### Tarefa 1
Repita, do trecho sobre os parques eólicos na Paraíba, a parte entre "Em audiência com" e "remunerações consideradas irrisórias.", inclusive, sem alterar nada.

### Trecho para leitura
_ _ _ _ _

Representantes de movimentos sociais e de associações de pequenos agricultores se lembram do momento em que perceberam: estavam em campo oposto ao do poder público.

Em audiência com o governador da Paraíba, João Azevêdo (PSB), em outubro de 2022, eles levaram queixas contra o que consideram ações nocivas de parques eólicos e solares no estado.

Segundo três pessoas presentes, Azevêdo se esquivou. Disse que os acertos entre essas empresas e os donos de terras são contratos particulares. Não havia muito o que fazer quanto às queixas de acordos que favoreceriam apenas as empresas, de perda de espaço para agricultura em pequenas propriedades e remunerações consideradas irrisórias.

"Peçam qualquer coisa. Menos isso", disse em seguida, meio na brincadeira, meio a sério.

Moradora da comunidade Sitio de Dentro, no Rio Grande do Norte, próxima a Parque Eólico - Zanone Fraissat/Folhapress

A Paraíba tem 61 parques eólicos e fotovoltaicos (solares) em operação. De acordo com a divisão de Desenvolvimento de Projetos de Assentamentos do Incra no estado, há mais 39 pedidos em análise. São R$ 4 bilhões em investimentos apenas nas usinas solares.

"Incentivamos esses projetos e buscamos fazer com que eles aconteçam de maneira rápida. A Paraíba tem um potencial gigante para a energia eólica", disse Azevêdo em agosto do ano passado.

_ _ _ _ _

### Registros fornecidos

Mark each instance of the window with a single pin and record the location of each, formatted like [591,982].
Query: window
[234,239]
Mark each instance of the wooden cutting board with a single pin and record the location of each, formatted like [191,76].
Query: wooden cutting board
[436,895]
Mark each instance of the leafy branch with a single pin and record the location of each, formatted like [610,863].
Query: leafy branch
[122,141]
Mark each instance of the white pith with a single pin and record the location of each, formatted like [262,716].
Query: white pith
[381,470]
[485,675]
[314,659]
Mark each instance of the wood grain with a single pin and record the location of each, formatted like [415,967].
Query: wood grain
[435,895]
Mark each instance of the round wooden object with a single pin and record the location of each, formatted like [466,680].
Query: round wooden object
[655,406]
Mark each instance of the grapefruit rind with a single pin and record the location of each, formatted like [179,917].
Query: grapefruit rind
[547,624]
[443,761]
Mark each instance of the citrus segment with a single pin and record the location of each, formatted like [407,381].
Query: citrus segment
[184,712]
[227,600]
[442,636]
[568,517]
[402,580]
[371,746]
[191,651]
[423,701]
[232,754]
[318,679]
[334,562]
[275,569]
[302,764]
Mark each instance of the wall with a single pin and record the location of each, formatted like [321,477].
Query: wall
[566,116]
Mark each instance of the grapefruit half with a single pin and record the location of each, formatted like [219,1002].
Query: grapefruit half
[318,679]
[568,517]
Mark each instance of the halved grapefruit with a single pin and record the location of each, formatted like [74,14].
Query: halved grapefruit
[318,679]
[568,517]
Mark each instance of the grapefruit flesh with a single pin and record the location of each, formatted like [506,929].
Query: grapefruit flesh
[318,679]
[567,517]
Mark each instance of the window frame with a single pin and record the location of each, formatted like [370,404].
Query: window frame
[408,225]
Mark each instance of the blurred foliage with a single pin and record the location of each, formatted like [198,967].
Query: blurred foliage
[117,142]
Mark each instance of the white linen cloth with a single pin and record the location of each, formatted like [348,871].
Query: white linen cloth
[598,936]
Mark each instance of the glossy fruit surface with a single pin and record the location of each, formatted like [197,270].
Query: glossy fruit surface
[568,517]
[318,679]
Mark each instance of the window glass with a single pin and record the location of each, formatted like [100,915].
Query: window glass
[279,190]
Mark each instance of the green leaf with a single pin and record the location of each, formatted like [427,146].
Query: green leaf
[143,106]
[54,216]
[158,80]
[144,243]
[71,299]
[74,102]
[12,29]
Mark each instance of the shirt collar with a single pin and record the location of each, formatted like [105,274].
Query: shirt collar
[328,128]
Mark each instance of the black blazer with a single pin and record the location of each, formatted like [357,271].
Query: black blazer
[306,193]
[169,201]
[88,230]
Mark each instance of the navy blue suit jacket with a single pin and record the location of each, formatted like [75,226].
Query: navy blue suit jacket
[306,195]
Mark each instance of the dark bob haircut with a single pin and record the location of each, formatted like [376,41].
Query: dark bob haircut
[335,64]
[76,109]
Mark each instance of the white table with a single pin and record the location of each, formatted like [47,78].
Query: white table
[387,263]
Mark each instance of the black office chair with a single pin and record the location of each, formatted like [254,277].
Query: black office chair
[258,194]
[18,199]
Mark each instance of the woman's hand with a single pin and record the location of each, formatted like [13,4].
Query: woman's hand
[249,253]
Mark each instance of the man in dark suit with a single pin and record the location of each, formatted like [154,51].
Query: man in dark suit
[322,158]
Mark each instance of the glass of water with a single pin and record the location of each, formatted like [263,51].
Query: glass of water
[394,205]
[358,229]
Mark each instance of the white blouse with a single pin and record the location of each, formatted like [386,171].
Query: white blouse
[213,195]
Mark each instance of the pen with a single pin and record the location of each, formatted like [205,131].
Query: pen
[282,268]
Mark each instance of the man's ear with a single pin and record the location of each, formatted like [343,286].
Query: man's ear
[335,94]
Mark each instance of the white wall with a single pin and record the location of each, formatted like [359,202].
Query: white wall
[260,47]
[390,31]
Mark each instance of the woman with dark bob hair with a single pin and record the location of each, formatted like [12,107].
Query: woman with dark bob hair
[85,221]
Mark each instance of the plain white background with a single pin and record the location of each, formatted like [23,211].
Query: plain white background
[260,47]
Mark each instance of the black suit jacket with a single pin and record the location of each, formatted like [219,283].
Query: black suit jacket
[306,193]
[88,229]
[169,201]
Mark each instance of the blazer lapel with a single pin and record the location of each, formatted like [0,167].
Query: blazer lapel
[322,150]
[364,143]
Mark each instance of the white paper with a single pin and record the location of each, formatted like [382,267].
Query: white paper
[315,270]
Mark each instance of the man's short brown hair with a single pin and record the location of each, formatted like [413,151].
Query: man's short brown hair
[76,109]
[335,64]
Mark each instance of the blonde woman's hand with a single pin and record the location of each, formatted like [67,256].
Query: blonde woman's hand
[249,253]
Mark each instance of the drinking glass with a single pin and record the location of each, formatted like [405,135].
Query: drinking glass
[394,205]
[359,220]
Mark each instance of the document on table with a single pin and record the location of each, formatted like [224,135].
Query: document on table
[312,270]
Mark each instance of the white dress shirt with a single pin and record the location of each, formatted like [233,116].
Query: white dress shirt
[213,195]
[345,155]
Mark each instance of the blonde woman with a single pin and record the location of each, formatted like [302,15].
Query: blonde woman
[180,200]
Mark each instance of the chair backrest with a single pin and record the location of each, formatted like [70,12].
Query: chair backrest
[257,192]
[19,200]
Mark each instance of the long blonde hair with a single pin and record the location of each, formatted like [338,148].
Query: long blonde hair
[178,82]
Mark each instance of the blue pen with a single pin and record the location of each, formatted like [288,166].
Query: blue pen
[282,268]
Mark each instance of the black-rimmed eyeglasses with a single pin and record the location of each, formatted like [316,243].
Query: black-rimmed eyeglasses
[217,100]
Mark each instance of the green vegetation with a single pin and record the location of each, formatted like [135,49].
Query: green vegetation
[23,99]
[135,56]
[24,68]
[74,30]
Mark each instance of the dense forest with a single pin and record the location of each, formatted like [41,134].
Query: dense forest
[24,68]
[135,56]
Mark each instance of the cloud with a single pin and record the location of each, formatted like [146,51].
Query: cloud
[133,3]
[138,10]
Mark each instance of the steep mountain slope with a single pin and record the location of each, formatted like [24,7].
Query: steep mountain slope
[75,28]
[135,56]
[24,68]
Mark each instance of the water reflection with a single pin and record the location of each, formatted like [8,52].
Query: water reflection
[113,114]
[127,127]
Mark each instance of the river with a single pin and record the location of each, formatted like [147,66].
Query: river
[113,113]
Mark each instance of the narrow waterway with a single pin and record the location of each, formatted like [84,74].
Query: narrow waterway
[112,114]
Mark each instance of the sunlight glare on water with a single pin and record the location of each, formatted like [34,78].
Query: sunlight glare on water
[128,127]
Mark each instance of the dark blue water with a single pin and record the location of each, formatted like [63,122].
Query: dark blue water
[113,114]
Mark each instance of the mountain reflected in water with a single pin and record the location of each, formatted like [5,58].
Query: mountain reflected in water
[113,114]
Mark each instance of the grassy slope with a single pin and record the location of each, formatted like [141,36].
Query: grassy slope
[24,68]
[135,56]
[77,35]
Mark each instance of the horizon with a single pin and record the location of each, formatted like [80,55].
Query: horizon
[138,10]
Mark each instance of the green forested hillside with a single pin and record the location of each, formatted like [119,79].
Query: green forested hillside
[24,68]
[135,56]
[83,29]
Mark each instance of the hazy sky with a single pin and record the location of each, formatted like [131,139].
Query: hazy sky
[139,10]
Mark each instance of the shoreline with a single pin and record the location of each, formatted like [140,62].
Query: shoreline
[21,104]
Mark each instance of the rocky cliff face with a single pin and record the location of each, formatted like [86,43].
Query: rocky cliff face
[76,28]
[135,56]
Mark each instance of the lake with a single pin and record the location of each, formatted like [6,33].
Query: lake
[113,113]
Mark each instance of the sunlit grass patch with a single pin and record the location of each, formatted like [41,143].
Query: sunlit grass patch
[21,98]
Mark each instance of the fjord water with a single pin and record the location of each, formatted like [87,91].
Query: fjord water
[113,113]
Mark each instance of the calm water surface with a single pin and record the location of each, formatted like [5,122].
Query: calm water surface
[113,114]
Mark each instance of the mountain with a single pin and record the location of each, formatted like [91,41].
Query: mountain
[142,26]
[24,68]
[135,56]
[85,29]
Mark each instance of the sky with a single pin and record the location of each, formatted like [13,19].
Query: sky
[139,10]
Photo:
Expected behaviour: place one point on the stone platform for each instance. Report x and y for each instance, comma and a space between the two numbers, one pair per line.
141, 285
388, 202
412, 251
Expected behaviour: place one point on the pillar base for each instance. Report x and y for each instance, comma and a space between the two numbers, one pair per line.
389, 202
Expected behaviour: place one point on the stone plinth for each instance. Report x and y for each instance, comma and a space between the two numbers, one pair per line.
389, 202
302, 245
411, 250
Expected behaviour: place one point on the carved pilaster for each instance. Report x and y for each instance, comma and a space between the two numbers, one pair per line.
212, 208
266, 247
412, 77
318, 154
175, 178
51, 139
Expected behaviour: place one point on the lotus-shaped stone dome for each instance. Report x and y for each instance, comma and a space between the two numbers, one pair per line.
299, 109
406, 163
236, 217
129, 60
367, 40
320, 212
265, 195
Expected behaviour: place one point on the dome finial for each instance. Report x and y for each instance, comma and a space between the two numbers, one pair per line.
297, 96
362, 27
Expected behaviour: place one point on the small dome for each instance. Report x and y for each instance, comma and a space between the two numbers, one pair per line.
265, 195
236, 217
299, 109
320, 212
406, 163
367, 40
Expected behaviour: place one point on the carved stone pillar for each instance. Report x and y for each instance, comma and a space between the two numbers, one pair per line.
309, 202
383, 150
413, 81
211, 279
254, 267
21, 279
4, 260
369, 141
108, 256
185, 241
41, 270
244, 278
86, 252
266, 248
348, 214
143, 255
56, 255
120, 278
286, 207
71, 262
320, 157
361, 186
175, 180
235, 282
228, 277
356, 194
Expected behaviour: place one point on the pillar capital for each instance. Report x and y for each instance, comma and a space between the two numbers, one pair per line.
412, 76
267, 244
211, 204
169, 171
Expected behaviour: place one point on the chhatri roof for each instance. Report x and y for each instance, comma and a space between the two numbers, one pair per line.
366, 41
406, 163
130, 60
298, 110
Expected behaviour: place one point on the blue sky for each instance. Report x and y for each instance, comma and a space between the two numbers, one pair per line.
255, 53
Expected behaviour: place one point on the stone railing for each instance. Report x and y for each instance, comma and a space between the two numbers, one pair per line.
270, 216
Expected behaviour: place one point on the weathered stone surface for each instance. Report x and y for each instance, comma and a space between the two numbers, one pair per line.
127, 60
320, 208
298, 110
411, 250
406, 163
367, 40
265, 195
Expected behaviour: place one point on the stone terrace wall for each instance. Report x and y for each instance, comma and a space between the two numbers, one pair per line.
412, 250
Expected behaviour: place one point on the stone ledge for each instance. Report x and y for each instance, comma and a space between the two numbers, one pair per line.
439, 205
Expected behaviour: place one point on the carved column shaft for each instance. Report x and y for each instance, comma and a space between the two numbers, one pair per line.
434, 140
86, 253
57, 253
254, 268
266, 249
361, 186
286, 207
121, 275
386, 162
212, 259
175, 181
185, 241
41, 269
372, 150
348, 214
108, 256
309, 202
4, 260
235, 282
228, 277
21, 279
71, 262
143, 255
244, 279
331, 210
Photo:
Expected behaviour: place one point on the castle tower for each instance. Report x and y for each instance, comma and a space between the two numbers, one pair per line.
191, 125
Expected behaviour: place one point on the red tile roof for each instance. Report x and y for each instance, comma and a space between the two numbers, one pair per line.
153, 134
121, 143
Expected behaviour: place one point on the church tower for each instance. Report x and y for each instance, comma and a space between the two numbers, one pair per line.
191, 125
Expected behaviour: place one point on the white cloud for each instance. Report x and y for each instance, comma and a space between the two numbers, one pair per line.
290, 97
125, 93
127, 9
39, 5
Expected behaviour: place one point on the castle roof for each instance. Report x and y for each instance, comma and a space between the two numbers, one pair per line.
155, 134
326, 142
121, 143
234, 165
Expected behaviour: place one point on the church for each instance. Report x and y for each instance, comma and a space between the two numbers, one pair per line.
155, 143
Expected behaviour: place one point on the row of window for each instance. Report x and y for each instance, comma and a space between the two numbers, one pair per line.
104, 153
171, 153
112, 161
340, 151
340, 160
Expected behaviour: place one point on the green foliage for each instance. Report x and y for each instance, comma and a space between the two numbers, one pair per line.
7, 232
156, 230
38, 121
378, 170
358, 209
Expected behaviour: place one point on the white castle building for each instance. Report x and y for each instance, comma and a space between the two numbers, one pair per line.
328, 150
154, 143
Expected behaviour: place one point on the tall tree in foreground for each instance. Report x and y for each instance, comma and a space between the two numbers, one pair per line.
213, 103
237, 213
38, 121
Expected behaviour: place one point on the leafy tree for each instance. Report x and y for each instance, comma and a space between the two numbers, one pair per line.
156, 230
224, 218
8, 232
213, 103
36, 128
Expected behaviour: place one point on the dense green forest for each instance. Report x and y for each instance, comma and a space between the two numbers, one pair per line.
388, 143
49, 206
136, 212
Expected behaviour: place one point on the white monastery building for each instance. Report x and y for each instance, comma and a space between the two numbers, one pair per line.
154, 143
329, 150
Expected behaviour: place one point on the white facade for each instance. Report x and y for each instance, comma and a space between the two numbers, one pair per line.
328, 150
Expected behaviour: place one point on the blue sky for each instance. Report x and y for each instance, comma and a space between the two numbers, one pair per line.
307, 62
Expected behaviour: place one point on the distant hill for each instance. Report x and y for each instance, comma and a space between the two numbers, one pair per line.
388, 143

_ _ _ _ _

### Tarefa 2
Quantas linhas dos registros contêm a palavra "steep"? Conte diferenciando maiúsculas de minúsculas e responda apenas com o número.

### Resultado da tarefa 1
Em audiência com o governador da Paraíba, João Azevêdo (PSB), em outubro de 2022, eles levaram queixas contra o que consideram ações nocivas de parques eólicos e solares no estado.

Segundo três pessoas presentes, Azevêdo se esquivou. Disse que os acertos entre essas empresas e os donos de terras são contratos particulares. Não havia muito o que fazer quanto às queixas de acordos que favoreceriam apenas as empresas, de perda de espaço para agricultura em pequenas propriedades e remunerações consideradas irrisórias.

### Resultado da tarefa 2
2